- Source excerpt -
Mark S. Meadows (born April 29, 1947) is an attorney and politician from East Lansing, Michigan. He sat on the East Lansing City Council from 1995 to 2006, and from 2015 until his resignation during a city council meeting on July 14, 2020.  While on city council, he served as East Lansing Mayor from 1997 to 2006 and again from 2015 to 2019,  He is a former member of the Michigan House of Representatives.

Career
Mark Meadows began his career as an Assistant Attorney General for the Michigan Department of Attorney General in 1975, after earning his Juris Doctor degree that year from the University of Detroit Mercy School of Law.  Some notable cases involved represented the Department of Social Services, Mental Health, Natural Resources, and State Police.  He also represented the Public Service Commission and was general counsel to the Commission on Law Enforcement Standards.  He retired from the Department of Attorney General in 2002 and joined the law firm of Willingham and Cote in East Lansing.

Meadows ran for East Lansing City Council in 1993 but was unsuccessful. In 1995 he ran again, winning the seat and later being appointed by the council to serve as Mayor from 1997 until stepping down in 2005.

He served the 69th District of the Michigan House of Representatives from 2007 through 2012.  In 2012 Meadows ran for judge of 54B District Court, losing to Andrea Larkin.

(Records from an annotation dataset)
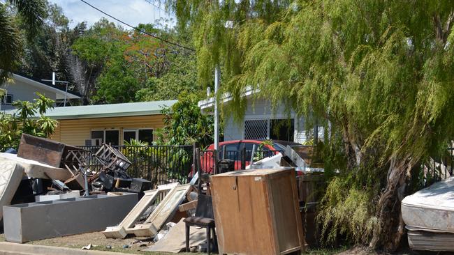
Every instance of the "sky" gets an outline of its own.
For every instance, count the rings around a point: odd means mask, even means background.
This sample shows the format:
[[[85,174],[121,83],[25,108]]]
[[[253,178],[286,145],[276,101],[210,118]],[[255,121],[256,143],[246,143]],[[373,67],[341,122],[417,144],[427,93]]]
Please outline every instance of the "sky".
[[[50,3],[57,3],[61,7],[65,15],[72,20],[70,26],[73,27],[79,22],[87,22],[88,25],[92,25],[104,17],[115,24],[118,24],[108,17],[84,3],[80,0],[47,0]],[[137,26],[139,23],[153,23],[160,17],[169,19],[173,15],[169,15],[163,10],[165,8],[161,6],[156,0],[85,0],[92,6],[103,10],[109,15],[121,20],[132,26]],[[153,4],[154,3],[154,5]],[[175,20],[175,19],[174,19]],[[168,23],[173,26],[175,21]],[[124,25],[122,25],[124,27]]]

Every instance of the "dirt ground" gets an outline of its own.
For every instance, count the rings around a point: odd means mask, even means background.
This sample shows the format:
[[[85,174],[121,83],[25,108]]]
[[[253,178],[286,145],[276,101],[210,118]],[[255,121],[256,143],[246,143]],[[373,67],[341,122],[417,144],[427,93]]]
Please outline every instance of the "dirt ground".
[[[4,241],[4,235],[0,235],[0,242]],[[142,252],[152,246],[153,242],[147,238],[129,238],[125,239],[106,238],[101,232],[87,233],[80,235],[68,235],[59,238],[43,239],[27,242],[29,245],[63,247],[82,249],[91,244],[91,249],[116,252],[144,255],[172,254],[166,252]],[[110,246],[109,249],[108,245]],[[127,245],[128,247],[124,247]],[[203,254],[201,253],[180,253],[180,254]]]
[[[0,242],[5,241],[4,235],[0,235]],[[153,245],[153,242],[147,238],[132,237],[125,239],[106,238],[101,232],[87,233],[80,235],[68,235],[54,238],[49,238],[28,242],[30,245],[48,245],[55,247],[64,247],[73,249],[82,249],[82,247],[91,244],[91,249],[116,252],[129,254],[143,255],[173,254],[166,252],[142,252],[147,247]],[[111,248],[108,249],[108,245]],[[128,247],[124,247],[128,245]],[[203,253],[180,253],[179,254],[200,255]],[[380,253],[369,251],[366,247],[340,247],[336,249],[309,249],[306,254],[311,255],[386,255],[387,253]],[[393,253],[393,255],[448,255],[453,254],[448,252],[414,252],[409,249],[404,249],[399,252]]]

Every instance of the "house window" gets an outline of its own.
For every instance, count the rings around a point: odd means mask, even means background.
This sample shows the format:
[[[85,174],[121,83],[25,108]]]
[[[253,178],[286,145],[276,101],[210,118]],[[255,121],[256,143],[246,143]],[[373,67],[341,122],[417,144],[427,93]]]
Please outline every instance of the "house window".
[[[268,137],[268,120],[244,121],[245,139],[266,139]]]
[[[295,120],[261,119],[244,121],[244,139],[293,141]]]
[[[131,139],[136,139],[136,130],[123,130],[123,144],[125,142],[131,143]]]
[[[270,139],[273,140],[293,141],[295,121],[274,119],[270,122]]]
[[[153,130],[151,128],[142,128],[123,130],[123,142],[129,142],[131,139],[146,141],[151,145],[153,143]]]
[[[91,139],[100,139],[103,143],[118,146],[119,144],[119,131],[115,130],[92,130]]]
[[[6,96],[1,97],[1,103],[4,105],[11,105],[13,103],[13,95],[7,94]]]

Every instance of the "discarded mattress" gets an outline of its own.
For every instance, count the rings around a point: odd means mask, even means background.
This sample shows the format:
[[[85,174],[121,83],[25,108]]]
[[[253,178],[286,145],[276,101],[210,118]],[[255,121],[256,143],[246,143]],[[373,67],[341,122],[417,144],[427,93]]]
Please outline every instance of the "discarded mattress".
[[[426,251],[454,252],[454,233],[425,231],[407,226],[411,249]]]
[[[282,158],[282,154],[277,153],[274,156],[265,157],[254,162],[252,164],[247,166],[246,169],[269,169],[271,168],[279,168],[281,167],[281,158]]]
[[[410,228],[454,233],[454,178],[405,197],[402,214]]]
[[[12,160],[0,160],[0,220],[3,206],[8,206],[24,176],[24,169]]]
[[[66,180],[73,176],[72,173],[68,169],[54,167],[36,160],[24,159],[17,157],[15,154],[0,153],[0,162],[3,160],[13,160],[21,165],[25,174],[30,178]]]

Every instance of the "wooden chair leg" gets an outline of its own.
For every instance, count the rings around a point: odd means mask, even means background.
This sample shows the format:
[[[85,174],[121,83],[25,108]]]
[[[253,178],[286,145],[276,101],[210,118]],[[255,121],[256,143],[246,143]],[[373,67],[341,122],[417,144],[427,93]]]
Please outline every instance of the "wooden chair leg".
[[[211,242],[211,228],[209,226],[207,228],[207,252],[210,255],[210,243]]]
[[[186,252],[189,252],[189,228],[191,226],[186,224]]]

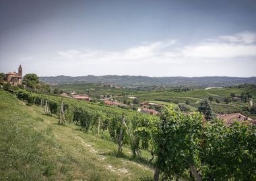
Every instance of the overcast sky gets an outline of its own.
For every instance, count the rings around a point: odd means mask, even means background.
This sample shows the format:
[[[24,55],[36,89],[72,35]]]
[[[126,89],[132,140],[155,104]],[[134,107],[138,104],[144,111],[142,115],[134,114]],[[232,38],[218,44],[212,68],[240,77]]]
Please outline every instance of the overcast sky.
[[[0,72],[256,76],[256,1],[0,0]]]

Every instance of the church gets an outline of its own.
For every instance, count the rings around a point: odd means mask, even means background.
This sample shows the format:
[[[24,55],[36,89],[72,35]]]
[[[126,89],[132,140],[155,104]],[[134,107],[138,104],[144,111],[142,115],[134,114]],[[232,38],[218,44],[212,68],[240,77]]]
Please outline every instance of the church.
[[[16,73],[8,72],[5,74],[5,81],[9,82],[12,85],[19,85],[22,82],[22,68],[20,65],[18,68],[18,72]]]

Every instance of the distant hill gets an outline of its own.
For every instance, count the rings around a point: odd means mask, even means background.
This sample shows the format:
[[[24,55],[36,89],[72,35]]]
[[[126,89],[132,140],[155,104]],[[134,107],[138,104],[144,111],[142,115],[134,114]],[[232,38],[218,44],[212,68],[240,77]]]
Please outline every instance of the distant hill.
[[[256,77],[228,77],[228,76],[203,76],[203,77],[149,77],[143,76],[42,76],[40,80],[51,84],[63,84],[74,83],[104,82],[119,86],[146,86],[152,85],[165,85],[168,86],[223,86],[237,85],[245,83],[256,84]]]

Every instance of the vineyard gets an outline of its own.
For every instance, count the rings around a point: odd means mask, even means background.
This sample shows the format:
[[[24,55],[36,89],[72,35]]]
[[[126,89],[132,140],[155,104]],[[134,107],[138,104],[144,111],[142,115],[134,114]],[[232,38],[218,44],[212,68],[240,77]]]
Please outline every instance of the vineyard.
[[[28,105],[58,117],[58,124],[74,123],[83,131],[104,135],[104,139],[117,143],[117,158],[124,156],[123,147],[129,145],[131,159],[144,160],[155,167],[154,180],[255,179],[254,125],[235,123],[227,127],[221,121],[205,121],[200,113],[184,115],[171,107],[159,118],[67,98],[15,94]],[[142,151],[152,157],[143,158]]]

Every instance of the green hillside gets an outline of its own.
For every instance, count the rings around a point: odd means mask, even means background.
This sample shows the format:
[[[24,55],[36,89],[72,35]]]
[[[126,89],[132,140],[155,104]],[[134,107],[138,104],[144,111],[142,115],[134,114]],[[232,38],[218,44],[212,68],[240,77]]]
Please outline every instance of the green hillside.
[[[0,99],[1,180],[136,180],[153,174],[152,168],[133,161],[126,146],[117,158],[113,141],[73,124],[57,125],[54,116],[9,93],[0,90]]]

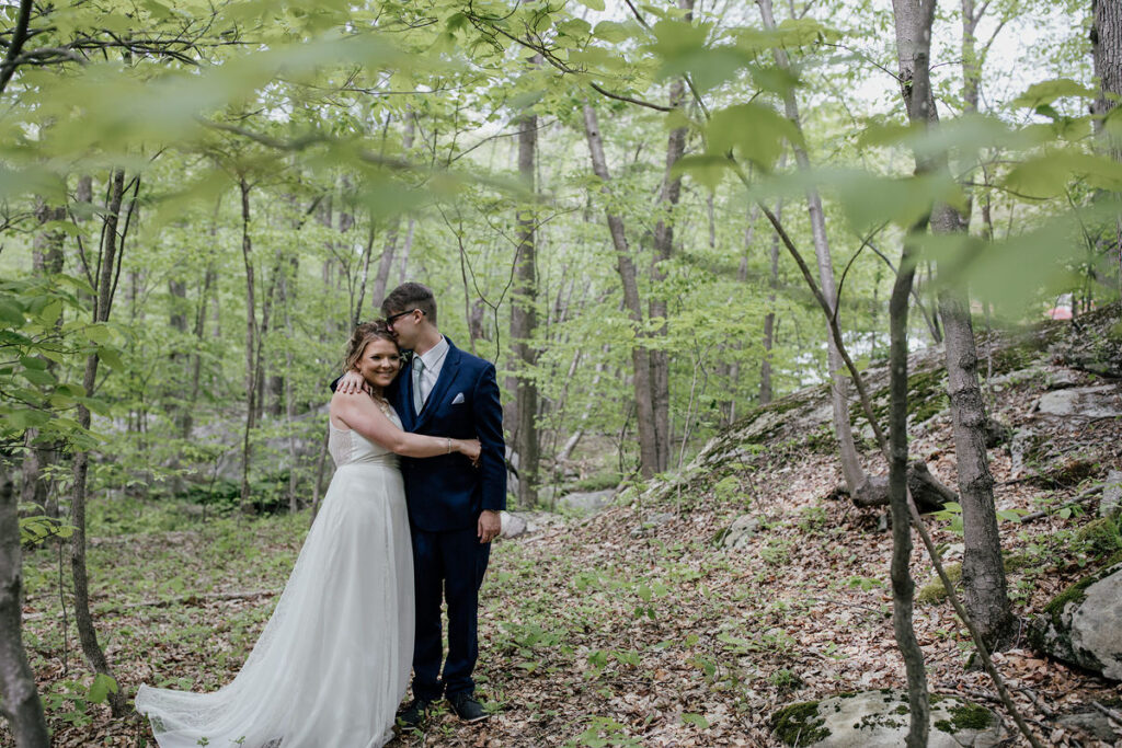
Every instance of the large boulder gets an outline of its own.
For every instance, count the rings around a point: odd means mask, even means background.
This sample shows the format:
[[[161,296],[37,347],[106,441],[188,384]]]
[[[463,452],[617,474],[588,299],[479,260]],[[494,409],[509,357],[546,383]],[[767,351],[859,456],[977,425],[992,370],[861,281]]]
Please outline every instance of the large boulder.
[[[1112,470],[1103,483],[1103,498],[1098,501],[1100,517],[1115,517],[1122,511],[1122,470]]]
[[[772,715],[772,729],[797,748],[898,748],[905,742],[909,714],[905,692],[881,689],[784,707]],[[985,707],[931,696],[928,748],[988,748],[1003,733],[1001,720]]]
[[[1122,563],[1092,574],[1045,606],[1029,627],[1037,652],[1122,681]]]
[[[1073,387],[1045,393],[1037,400],[1040,415],[1082,418],[1122,416],[1122,388],[1115,385]]]
[[[595,514],[611,504],[611,497],[615,492],[615,489],[609,488],[603,491],[569,493],[561,497],[560,504],[569,509],[576,509],[585,514]]]

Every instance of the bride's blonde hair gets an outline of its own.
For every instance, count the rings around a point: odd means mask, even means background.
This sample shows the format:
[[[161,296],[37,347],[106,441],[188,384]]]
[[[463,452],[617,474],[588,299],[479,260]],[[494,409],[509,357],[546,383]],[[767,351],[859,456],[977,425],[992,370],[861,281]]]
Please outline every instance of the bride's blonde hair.
[[[386,323],[381,320],[364,322],[355,327],[355,332],[351,333],[350,343],[347,348],[347,359],[343,362],[343,371],[350,371],[356,368],[358,360],[362,358],[362,352],[366,351],[367,344],[379,339],[388,340],[395,347],[397,345],[397,341],[394,340],[393,334],[390,334],[389,327],[387,327]]]

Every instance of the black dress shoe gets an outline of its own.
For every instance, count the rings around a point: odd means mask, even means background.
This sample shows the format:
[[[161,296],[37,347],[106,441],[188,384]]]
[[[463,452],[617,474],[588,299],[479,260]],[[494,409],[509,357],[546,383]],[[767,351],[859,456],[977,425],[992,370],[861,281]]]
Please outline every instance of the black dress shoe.
[[[470,693],[452,694],[448,698],[448,703],[452,704],[452,711],[465,722],[478,722],[490,717]]]
[[[397,721],[406,728],[417,729],[421,727],[421,722],[424,721],[425,714],[429,712],[429,704],[431,703],[427,699],[414,699],[410,702],[408,707],[397,712]]]

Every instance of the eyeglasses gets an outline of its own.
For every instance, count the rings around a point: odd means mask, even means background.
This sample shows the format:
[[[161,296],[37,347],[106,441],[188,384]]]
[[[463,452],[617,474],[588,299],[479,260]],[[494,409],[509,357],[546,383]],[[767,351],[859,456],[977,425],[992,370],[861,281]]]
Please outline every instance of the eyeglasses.
[[[388,326],[393,326],[395,321],[397,321],[401,317],[404,317],[406,314],[413,314],[414,312],[421,312],[421,314],[424,314],[422,310],[415,310],[415,308],[410,310],[408,312],[398,312],[397,314],[390,314],[388,317],[386,317],[386,324]]]

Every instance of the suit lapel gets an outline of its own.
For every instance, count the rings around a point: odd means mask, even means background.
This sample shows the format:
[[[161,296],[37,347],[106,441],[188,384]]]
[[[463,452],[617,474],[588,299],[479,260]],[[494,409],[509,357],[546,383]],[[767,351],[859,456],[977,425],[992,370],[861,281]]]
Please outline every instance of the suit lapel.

- Directions for this task -
In the Mark S. Meadows biography above, copy word for word the part starting at "Meadows ran for East" and ending at "down in 2005.".

- Answer for the task -
Meadows ran for East Lansing City Council in 1993 but was unsuccessful. In 1995 he ran again, winning the seat and later being appointed by the council to serve as Mayor from 1997 until stepping down in 2005.